THE DATA =
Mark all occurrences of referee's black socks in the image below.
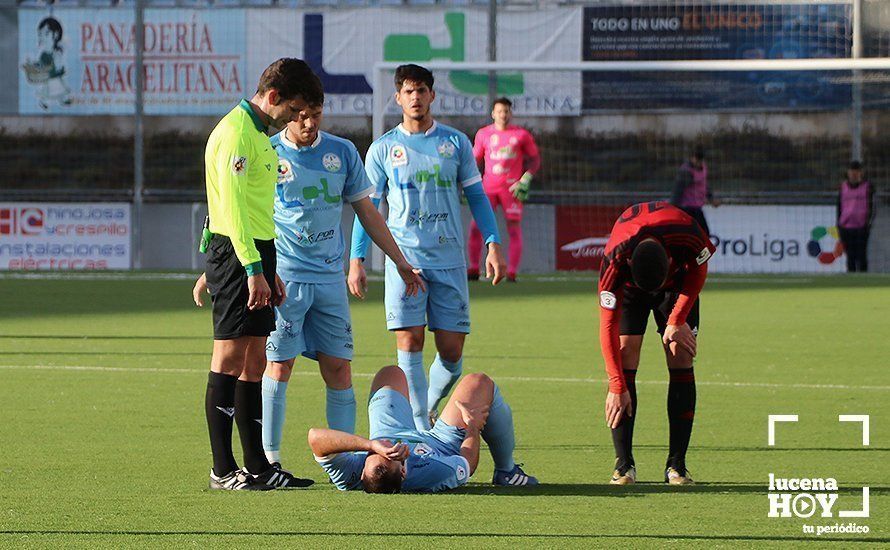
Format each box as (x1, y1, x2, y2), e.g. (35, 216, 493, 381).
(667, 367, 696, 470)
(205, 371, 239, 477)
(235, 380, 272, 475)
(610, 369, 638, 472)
---
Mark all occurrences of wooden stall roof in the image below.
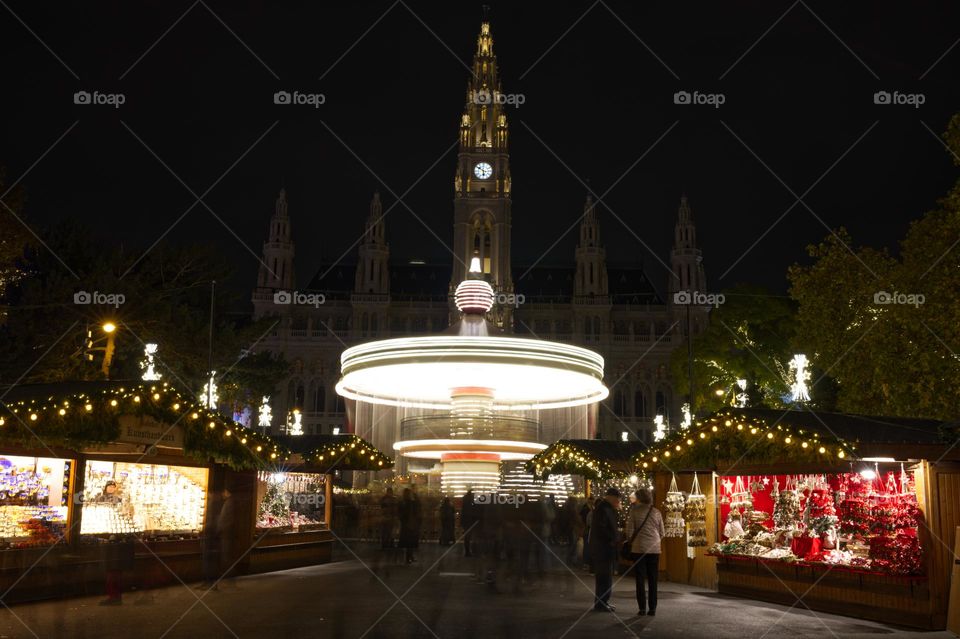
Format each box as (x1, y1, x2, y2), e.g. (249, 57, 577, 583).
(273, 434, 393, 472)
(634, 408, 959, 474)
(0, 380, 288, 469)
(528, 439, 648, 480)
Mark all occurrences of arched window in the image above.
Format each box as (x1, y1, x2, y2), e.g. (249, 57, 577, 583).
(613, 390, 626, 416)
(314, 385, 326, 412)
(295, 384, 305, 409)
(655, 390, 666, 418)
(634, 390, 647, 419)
---
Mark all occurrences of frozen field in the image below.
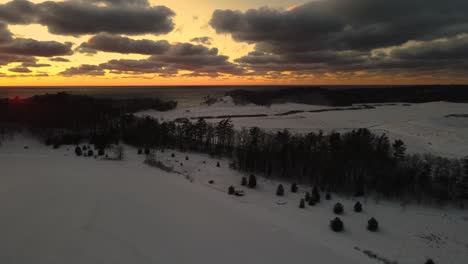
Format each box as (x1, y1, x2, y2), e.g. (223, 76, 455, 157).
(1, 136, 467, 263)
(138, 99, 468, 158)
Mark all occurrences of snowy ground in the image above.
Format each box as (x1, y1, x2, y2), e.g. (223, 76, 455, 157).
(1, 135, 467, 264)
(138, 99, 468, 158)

TASK INSTRUCTIONS = Copy every line of the data where "above" is found.

WRITTEN SOLUTION =
Mark all occurrences of arched window in the image above.
Mark all occurrences of snowy ground in the image above.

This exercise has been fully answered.